§ Your objective:
Once you find the line with "Query: leggings fabric" in the entries below, return exactly every line from it through the line with "of the pair".

** Opening Data block **

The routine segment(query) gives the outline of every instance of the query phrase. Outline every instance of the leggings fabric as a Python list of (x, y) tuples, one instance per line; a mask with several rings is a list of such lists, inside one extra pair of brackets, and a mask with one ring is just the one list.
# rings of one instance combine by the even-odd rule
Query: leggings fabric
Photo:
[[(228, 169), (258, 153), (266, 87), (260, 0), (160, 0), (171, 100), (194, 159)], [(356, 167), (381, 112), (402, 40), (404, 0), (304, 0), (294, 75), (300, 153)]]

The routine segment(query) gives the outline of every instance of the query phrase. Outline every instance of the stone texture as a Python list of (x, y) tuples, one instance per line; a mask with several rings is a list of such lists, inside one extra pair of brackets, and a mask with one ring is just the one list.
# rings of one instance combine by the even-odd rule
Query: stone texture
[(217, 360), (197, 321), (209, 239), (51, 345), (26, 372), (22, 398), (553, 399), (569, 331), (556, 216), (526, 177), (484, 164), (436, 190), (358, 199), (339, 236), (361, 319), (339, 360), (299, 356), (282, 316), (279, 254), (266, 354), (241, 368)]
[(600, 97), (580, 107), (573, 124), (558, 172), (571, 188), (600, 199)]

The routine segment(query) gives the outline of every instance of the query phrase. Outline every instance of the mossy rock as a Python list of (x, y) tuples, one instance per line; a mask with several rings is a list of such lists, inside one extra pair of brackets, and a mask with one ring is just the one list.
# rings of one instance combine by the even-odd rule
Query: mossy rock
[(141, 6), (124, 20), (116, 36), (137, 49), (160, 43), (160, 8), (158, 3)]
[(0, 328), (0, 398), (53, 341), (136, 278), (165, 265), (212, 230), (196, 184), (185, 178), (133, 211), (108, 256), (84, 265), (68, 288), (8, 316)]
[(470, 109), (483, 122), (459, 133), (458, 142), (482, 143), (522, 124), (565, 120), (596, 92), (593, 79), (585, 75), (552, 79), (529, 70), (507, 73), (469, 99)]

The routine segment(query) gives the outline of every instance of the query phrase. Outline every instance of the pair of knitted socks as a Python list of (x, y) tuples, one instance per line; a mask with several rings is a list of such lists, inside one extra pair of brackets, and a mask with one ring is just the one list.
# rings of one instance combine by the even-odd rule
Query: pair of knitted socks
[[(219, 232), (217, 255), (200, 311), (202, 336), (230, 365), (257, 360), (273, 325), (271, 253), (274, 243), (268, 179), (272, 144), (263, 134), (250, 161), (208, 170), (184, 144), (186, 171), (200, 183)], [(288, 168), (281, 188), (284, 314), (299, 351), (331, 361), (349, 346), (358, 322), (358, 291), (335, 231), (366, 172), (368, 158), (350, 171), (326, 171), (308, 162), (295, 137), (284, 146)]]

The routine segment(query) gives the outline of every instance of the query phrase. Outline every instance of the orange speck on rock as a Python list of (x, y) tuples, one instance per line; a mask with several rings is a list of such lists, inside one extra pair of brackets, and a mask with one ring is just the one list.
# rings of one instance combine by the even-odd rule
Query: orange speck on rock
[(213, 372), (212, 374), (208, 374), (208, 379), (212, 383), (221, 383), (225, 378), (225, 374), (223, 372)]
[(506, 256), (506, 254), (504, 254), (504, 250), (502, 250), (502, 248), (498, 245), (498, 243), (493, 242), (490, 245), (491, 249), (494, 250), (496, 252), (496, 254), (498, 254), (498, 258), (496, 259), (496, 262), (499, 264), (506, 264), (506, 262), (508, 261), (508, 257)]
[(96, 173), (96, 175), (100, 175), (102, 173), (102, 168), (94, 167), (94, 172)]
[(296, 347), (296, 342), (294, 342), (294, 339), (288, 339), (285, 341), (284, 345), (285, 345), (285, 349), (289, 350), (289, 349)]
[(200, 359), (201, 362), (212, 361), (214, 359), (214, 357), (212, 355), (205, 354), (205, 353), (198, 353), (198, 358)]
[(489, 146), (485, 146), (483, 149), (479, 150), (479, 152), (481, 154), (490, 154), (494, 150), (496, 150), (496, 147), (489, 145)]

** Closing Data block **

§ Answer to this exercise:
Query: leggings fabric
Photo:
[[(228, 169), (258, 153), (266, 87), (260, 0), (160, 0), (171, 100), (194, 159)], [(356, 167), (381, 112), (402, 40), (404, 0), (304, 0), (294, 75), (300, 153)]]

The routine segment(query) gives the outline of every instance of the query phrase. Outline every instance of the stone texture as a Python list of (x, y) tuples, one instance per line; a mask with several rings is a list of such lists, inside one extra pair of brackets, and a mask with one ring is just the one list.
# rings of one instance combine by the even-odd rule
Query: stone texture
[(217, 360), (197, 321), (209, 239), (51, 345), (26, 372), (22, 398), (553, 399), (569, 331), (556, 216), (526, 177), (484, 164), (436, 190), (358, 199), (339, 236), (361, 319), (339, 360), (299, 356), (282, 316), (279, 254), (266, 354), (241, 368)]
[(600, 97), (580, 107), (573, 124), (558, 172), (571, 188), (600, 199)]

The routine segment(query) gives the outline of every instance of the query phrase. Outline every instance of the mossy rock as a Python list of (x, y) tuples, one instance per line; a mask with several rings is a list of such lists, inside one extra pair of brackets, and a mask with one ring is just the one list.
# rings of one instance combine by the even-odd rule
Query: mossy rock
[(141, 6), (124, 20), (116, 36), (137, 49), (160, 43), (160, 8), (158, 3)]
[(0, 328), (0, 398), (53, 341), (136, 278), (165, 265), (212, 230), (196, 184), (185, 178), (133, 211), (108, 256), (84, 265), (68, 288), (8, 316)]
[(470, 109), (483, 122), (459, 133), (458, 142), (482, 143), (522, 124), (565, 120), (596, 92), (593, 79), (585, 75), (552, 79), (529, 70), (507, 73), (469, 99)]

The routine segment(query) gives the outline of every instance of the query phrase. Outline every instance of the pair of knitted socks as a Python list of (x, y) tuples, one instance per line; a mask with several rings is a list of such lists, inside one extra pair of brackets, and a mask with one ring is just the one list.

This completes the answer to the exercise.